> _Votre tâche_: Modifiez les lignes qui vont de celle contenant "Detection task: determine if any yellow hat" jusqu'à celle contenant "0, 113, 300, 450", toutes deux comprises : remplacez "Detection task" par "Localization task" et recopiez ces lignes sans rien changer d'autre.

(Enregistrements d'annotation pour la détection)
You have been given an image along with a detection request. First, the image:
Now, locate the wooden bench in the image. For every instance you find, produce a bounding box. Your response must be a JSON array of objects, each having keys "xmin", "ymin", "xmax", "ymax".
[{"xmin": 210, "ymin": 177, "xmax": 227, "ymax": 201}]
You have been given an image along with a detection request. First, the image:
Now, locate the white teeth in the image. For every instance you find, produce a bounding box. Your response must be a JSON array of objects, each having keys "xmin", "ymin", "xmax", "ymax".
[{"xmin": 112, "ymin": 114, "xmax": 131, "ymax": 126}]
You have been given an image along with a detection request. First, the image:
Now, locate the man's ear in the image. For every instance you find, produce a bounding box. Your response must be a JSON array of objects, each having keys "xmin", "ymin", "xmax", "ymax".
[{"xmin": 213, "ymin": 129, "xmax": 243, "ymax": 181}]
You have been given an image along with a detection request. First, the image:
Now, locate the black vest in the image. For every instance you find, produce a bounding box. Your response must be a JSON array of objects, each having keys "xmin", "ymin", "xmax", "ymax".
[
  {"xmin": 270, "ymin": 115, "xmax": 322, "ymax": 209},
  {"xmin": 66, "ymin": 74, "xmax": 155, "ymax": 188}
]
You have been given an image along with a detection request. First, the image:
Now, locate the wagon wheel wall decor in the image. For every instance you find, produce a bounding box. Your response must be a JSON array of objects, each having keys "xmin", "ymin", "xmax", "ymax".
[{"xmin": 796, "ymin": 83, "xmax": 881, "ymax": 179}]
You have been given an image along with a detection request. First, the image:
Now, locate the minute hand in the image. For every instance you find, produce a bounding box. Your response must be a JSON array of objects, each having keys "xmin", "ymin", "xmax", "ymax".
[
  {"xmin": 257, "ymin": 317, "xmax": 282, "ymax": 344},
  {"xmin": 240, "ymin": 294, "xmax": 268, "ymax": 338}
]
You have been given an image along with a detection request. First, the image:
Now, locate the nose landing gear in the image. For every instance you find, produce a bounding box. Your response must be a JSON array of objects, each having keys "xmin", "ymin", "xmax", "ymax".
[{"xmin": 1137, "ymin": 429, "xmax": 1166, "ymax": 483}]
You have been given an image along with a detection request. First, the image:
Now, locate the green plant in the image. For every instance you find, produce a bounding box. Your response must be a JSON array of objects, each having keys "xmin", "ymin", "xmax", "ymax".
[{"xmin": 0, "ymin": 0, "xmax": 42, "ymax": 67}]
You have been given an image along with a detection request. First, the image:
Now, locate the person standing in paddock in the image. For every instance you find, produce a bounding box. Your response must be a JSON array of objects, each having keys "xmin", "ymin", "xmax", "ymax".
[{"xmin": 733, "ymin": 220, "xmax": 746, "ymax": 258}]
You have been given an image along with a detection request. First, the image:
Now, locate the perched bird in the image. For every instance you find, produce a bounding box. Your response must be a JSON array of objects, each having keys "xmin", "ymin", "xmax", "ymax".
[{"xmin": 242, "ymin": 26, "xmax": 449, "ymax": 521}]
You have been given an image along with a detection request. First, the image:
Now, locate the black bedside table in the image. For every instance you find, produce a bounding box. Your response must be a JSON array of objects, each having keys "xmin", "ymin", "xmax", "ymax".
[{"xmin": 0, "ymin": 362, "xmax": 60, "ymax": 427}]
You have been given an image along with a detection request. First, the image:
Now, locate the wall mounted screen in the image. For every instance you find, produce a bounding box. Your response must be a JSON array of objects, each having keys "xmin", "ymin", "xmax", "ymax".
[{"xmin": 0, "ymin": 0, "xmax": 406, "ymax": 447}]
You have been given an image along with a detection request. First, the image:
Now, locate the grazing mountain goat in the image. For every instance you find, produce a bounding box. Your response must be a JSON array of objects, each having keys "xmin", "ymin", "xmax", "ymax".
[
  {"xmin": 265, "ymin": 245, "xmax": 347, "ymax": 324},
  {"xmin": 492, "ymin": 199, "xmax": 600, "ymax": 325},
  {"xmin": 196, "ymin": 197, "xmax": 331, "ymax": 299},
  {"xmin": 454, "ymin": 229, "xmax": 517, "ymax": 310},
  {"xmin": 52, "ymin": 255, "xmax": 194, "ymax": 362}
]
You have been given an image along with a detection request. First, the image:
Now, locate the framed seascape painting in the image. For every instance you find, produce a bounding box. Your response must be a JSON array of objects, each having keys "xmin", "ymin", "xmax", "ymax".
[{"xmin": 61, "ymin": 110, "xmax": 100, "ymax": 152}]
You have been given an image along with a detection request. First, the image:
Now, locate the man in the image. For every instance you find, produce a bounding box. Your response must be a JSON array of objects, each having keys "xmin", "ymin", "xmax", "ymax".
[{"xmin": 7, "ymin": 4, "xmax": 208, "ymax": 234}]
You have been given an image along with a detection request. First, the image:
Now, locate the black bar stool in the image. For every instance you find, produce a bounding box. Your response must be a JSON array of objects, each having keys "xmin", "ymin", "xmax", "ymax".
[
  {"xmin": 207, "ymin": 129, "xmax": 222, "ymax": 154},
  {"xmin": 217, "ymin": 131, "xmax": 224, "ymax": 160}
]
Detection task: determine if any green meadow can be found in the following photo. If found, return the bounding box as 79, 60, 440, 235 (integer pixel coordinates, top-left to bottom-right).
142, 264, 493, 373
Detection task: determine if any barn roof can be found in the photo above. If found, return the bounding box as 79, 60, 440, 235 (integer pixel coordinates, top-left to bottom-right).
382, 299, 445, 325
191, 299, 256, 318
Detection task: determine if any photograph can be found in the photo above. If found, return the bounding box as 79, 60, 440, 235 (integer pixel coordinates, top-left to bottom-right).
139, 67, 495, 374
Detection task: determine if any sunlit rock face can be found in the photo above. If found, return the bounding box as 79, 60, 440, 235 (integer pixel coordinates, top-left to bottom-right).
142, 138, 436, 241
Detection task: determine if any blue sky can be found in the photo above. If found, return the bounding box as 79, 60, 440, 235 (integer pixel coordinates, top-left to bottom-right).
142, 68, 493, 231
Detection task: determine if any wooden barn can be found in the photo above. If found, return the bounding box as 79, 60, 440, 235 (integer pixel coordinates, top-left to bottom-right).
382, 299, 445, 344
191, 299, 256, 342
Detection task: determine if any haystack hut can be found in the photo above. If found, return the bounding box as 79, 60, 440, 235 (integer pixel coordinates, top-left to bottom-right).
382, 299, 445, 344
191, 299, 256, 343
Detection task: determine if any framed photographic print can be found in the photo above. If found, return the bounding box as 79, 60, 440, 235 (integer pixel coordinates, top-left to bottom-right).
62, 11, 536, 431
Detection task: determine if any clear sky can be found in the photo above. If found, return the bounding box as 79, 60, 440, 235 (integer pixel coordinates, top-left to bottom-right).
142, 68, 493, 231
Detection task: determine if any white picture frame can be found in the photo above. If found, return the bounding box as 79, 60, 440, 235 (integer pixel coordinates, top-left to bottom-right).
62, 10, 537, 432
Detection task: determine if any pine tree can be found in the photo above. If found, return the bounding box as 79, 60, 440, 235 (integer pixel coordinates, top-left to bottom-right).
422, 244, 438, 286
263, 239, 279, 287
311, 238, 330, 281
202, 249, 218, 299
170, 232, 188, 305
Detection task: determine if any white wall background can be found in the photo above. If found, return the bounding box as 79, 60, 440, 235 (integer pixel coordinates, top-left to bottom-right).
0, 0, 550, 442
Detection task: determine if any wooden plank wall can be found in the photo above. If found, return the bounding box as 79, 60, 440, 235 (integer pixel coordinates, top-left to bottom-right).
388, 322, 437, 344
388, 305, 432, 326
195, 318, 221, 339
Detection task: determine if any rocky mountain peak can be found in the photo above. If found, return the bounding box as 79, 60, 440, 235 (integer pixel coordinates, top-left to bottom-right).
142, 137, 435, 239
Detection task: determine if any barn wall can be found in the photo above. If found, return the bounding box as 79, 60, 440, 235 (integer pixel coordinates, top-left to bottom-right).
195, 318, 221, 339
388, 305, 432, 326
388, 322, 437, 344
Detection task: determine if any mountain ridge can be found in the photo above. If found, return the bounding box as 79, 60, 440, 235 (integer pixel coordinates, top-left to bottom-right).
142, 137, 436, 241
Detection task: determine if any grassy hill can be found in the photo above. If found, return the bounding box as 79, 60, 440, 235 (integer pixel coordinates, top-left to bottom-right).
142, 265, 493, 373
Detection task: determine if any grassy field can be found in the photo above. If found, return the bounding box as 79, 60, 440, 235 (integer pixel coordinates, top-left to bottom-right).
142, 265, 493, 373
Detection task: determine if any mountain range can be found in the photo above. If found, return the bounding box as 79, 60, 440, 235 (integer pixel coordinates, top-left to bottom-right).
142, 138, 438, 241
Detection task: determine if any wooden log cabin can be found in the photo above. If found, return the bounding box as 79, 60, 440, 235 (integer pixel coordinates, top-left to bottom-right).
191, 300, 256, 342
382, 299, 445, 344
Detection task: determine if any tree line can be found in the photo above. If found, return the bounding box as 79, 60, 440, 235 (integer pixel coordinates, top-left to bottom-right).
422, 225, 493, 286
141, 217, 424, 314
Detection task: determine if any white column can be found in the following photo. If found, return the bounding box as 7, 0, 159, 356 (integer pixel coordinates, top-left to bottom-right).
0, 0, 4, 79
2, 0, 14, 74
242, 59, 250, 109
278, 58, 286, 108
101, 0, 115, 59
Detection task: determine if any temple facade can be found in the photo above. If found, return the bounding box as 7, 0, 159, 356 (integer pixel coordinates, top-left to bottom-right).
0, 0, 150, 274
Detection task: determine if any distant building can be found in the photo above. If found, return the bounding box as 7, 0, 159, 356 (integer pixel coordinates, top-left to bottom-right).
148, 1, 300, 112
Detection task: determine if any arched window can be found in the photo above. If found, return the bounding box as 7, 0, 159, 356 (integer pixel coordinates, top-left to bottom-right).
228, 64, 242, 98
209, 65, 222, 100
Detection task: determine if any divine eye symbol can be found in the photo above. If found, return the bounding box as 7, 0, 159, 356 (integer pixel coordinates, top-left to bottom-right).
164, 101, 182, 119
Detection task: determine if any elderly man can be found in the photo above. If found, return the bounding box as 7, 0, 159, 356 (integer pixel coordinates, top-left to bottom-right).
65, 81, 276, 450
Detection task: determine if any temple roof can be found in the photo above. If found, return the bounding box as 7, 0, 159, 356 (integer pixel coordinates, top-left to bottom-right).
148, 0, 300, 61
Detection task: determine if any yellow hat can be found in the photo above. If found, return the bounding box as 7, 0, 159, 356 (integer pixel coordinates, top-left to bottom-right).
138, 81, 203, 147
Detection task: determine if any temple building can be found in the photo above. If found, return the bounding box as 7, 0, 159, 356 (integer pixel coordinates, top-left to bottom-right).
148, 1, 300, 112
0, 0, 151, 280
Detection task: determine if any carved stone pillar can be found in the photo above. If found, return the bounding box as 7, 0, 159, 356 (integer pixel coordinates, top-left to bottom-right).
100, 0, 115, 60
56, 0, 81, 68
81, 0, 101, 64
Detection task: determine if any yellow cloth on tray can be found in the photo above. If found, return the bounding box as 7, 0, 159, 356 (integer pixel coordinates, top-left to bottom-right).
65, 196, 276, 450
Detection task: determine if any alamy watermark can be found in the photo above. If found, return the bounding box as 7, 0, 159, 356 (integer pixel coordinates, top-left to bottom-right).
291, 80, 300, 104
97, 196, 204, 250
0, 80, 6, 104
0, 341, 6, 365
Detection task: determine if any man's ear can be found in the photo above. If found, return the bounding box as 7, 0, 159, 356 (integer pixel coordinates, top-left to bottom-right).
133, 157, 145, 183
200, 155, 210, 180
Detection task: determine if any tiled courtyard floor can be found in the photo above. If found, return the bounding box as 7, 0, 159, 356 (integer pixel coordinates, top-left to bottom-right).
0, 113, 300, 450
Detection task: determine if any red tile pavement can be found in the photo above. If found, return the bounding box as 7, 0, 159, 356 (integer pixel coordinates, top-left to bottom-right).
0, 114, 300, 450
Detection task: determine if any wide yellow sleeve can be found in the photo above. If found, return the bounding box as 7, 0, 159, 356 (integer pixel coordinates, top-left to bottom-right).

> _Réponse correcte_:
Localization task: determine if any yellow hat can be found in the photo above. If found, return the bounding box as 7, 0, 159, 356 (integer pixel coordinates, top-left to bottom-right).
138, 81, 203, 147
Localization task: determine if any temple building can be found in the photo above. If found, return the bounding box as 7, 0, 159, 356 (integer pixel coordinates, top-left to bottom-right).
148, 1, 300, 112
0, 0, 151, 280
Localization task: determine if any carved stone pillar can be found in the photo above. If found, return the bounding box as 7, 0, 159, 356 (integer pixel coordinates, top-left to bottom-right).
100, 0, 115, 60
56, 0, 81, 68
81, 0, 101, 64
Localization task: determine if any yellow cloth on tray can be found in the photo above. If found, return the bounding box as 7, 0, 159, 356 (integer pixel coordinates, top-left to bottom-right).
65, 196, 276, 450
Localization task: determine if any alamy watermark can be found in the photo above. If found, return the bounding box as 7, 0, 159, 356 (integer pixel coordinates, top-left to bottom-right).
291, 80, 300, 104
97, 196, 204, 250
0, 80, 6, 104
0, 341, 6, 365
Localization task: determine if any man's ear can be found in the photo above. If found, return the bounding box as 7, 0, 159, 356 (integer pixel coordinates, top-left to bottom-right).
133, 157, 145, 183
200, 155, 210, 180
Localization task: determine if any tiled courtyard floor can be found in the photo above. If found, return the bounding box as 7, 0, 159, 356 (integer pixel coordinates, top-left to bottom-right).
0, 113, 300, 450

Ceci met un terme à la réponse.